- **Given request**: Reproduce the stretch of lines from the very start through the line containing "124], [95, 125]]", character for character, and leave the pictures out of your answer.

- **Records provided**:
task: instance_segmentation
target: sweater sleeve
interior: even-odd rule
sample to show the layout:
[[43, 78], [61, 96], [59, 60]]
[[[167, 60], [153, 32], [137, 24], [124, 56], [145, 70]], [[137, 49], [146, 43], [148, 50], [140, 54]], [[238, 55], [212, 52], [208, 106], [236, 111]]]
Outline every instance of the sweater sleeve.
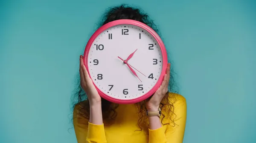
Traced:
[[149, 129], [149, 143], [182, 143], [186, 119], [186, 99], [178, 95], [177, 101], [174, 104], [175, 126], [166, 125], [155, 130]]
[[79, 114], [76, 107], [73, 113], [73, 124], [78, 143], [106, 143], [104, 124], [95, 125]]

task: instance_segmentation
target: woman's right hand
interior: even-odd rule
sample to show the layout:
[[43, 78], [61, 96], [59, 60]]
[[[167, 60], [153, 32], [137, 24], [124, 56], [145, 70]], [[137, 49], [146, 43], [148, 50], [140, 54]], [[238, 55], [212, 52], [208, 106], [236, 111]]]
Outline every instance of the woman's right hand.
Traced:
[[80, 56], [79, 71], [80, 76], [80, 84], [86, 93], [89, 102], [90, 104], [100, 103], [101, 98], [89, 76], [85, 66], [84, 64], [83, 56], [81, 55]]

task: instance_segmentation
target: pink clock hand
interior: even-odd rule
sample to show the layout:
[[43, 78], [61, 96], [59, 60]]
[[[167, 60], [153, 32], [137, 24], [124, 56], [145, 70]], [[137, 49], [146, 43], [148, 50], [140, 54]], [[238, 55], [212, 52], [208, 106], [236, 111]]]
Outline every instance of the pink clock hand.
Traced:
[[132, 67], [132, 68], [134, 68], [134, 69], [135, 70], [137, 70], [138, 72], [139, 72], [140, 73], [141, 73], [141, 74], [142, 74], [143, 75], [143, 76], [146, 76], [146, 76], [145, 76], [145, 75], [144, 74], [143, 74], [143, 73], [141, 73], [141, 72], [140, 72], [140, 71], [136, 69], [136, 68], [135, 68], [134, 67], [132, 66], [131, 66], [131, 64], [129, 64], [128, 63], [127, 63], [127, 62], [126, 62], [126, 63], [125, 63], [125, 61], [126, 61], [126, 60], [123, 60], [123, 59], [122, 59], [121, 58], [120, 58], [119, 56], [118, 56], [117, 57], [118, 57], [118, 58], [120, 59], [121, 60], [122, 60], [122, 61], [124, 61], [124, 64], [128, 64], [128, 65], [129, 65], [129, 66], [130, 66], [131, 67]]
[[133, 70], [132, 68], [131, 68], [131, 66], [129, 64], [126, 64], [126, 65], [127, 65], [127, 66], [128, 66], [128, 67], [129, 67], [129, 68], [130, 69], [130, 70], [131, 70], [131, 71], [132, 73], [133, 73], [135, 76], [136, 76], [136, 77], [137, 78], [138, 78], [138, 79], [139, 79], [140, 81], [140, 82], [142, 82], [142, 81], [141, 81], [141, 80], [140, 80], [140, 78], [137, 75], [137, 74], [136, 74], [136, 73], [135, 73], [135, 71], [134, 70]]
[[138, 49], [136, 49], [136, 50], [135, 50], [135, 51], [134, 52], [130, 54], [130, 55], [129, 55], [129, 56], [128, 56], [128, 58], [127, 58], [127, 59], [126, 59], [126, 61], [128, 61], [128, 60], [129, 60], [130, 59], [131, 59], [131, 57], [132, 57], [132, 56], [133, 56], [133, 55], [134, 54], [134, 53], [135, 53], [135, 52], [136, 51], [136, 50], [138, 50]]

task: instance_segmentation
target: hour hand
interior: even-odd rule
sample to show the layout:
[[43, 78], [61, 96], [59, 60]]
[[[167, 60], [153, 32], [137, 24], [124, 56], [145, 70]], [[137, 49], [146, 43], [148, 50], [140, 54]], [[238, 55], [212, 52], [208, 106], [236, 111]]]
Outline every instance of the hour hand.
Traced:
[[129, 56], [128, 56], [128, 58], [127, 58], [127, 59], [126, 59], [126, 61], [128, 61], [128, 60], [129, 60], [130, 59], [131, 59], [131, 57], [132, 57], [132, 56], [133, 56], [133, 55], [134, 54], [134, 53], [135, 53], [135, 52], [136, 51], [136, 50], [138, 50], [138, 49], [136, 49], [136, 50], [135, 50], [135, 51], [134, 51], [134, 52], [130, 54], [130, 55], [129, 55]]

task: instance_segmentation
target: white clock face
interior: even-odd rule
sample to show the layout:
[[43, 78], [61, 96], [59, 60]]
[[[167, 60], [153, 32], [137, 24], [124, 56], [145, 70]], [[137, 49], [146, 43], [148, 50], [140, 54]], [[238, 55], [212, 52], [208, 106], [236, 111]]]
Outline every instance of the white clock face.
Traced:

- **Solution below**:
task: instance_segmentation
target: sweater sleeve
interior: even-odd rule
sample to show the layout:
[[43, 78], [61, 96], [59, 60]]
[[[167, 60], [153, 32], [137, 24], [124, 56], [145, 70]], [[137, 49], [146, 43], [148, 50], [140, 54]], [[238, 55], [212, 52], [208, 106], [236, 111]]]
Outline every instance of the sweater sleeve.
Traced:
[[149, 129], [149, 143], [182, 143], [186, 119], [186, 99], [178, 95], [177, 101], [174, 104], [175, 126], [166, 125], [155, 130]]
[[79, 114], [76, 107], [73, 113], [73, 124], [78, 143], [106, 143], [104, 124], [95, 125]]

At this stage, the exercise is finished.